◆ TRY IT: All of these records need to be duplicated exactly.

[Data records]
────────────────
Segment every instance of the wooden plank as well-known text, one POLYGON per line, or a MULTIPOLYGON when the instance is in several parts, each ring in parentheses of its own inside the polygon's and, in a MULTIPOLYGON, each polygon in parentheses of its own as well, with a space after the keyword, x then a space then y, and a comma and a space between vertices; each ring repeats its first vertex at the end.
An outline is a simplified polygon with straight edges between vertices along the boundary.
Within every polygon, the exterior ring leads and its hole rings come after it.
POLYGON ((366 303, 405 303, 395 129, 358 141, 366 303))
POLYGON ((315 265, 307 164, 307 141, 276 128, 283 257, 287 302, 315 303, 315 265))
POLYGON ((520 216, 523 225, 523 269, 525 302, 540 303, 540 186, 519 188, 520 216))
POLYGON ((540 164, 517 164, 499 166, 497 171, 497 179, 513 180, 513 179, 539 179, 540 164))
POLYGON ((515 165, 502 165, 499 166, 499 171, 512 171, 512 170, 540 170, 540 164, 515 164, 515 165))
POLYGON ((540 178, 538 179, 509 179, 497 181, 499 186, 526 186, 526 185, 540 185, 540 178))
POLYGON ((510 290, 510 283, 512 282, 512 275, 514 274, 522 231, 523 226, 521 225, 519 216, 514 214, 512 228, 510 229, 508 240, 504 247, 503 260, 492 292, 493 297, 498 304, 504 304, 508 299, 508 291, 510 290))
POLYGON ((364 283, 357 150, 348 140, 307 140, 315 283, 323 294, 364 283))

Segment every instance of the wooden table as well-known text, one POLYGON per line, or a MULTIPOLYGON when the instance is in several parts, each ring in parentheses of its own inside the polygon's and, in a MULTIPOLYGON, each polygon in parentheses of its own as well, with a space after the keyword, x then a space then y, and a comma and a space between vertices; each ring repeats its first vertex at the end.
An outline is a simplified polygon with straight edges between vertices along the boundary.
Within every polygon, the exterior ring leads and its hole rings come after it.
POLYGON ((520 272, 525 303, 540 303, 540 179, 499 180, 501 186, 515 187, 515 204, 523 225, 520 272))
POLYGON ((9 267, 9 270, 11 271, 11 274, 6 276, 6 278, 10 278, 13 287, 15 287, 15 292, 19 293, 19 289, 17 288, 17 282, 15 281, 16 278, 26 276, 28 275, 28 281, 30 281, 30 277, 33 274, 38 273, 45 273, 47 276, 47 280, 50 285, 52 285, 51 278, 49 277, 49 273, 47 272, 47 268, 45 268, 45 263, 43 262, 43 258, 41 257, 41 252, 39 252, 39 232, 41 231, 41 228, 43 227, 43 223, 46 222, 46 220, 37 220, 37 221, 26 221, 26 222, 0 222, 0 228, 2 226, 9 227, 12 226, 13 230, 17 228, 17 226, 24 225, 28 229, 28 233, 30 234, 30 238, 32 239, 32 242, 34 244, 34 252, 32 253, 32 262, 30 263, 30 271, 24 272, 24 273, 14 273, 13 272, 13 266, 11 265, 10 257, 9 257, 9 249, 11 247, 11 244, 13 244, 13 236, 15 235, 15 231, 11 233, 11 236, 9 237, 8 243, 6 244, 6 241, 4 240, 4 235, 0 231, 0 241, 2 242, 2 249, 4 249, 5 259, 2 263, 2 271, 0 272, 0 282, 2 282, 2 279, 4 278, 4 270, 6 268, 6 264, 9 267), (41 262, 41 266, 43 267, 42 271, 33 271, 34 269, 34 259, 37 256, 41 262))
────────────────
◆ PROBLEM SOLUTION:
Segment every instance of the wooden plank as well-known text, one POLYGON per line, or a MULTIPOLYGON when the instance is in several parts, each ring in parentheses of its own inside the polygon's and, in a MULTIPOLYGON, each polygon in parentheses of its own as well, with a space after the keyword, x then a space then y, and a comma and a space between vertices; each ring repeats its first vertex at the end.
An outline is a simplified polygon with straight edges between vertices along the boundary.
Within every polygon, the exterior ring leads and its hole rings come after it.
POLYGON ((366 303, 405 303, 395 129, 358 141, 366 303))
POLYGON ((315 265, 307 164, 307 141, 276 128, 283 257, 287 302, 315 303, 315 265))
POLYGON ((520 216, 523 225, 523 269, 525 302, 540 303, 540 186, 519 188, 520 216))
POLYGON ((540 164, 517 164, 499 166, 497 171, 497 179, 513 180, 513 179, 539 179, 540 164))
POLYGON ((515 165, 502 165, 499 166, 499 171, 512 171, 512 170, 540 170, 540 164, 515 164, 515 165))
POLYGON ((540 178, 538 179, 509 179, 497 181, 499 186, 526 186, 526 185, 540 185, 540 178))
POLYGON ((510 290, 510 283, 512 282, 512 275, 514 274, 522 231, 523 226, 521 225, 519 216, 514 214, 512 228, 510 229, 508 240, 504 247, 503 260, 492 292, 493 297, 498 304, 504 304, 508 299, 508 291, 510 290))
POLYGON ((364 283, 357 150, 348 140, 307 140, 315 283, 323 294, 364 283))

Segment every instance of the wooden table as well-known text, one POLYGON per line, or a MULTIPOLYGON when the instance is in several parts, each ring in parentheses of its own inside the polygon's and, in a MULTIPOLYGON, each polygon in parentheses of its own as well, with a space after the keyword, x then a space then y, and a comma and a space between vertices; each ring repeats its first vertex at the end.
An outline is a simplified polygon with straight edges between vertices along the boundary.
Within every polygon, the exterior ring leads and its hole rings come after it.
POLYGON ((520 272, 525 303, 540 303, 540 179, 499 180, 501 186, 515 187, 515 204, 523 225, 520 272))
POLYGON ((9 267, 9 270, 11 271, 11 274, 6 276, 6 278, 10 278, 13 287, 15 287, 15 292, 19 293, 19 289, 17 288, 17 282, 15 281, 16 278, 26 276, 28 275, 28 281, 30 281, 30 277, 33 274, 38 273, 45 273, 47 276, 47 280, 50 285, 52 285, 51 278, 49 277, 49 273, 47 272, 47 268, 45 268, 45 263, 43 262, 43 258, 41 257, 41 252, 39 252, 39 232, 41 231, 41 228, 43 227, 43 223, 46 222, 46 220, 37 220, 37 221, 26 221, 26 222, 0 222, 0 228, 2 226, 9 227, 12 226, 13 230, 17 228, 17 226, 24 225, 28 229, 28 233, 30 234, 30 238, 32 239, 32 242, 34 244, 34 252, 32 253, 32 262, 30 263, 30 271, 24 272, 24 273, 14 273, 13 272, 13 266, 11 265, 10 257, 9 257, 9 249, 11 247, 11 244, 13 244, 13 236, 15 235, 15 231, 11 233, 11 236, 9 237, 8 243, 6 244, 6 241, 4 240, 4 235, 0 231, 0 241, 2 242, 2 249, 4 249, 5 259, 2 263, 2 271, 0 272, 0 282, 2 282, 2 279, 4 278, 4 270, 6 268, 6 264, 9 267), (41 262, 41 266, 43 267, 42 271, 33 271, 34 269, 34 259, 37 256, 41 262))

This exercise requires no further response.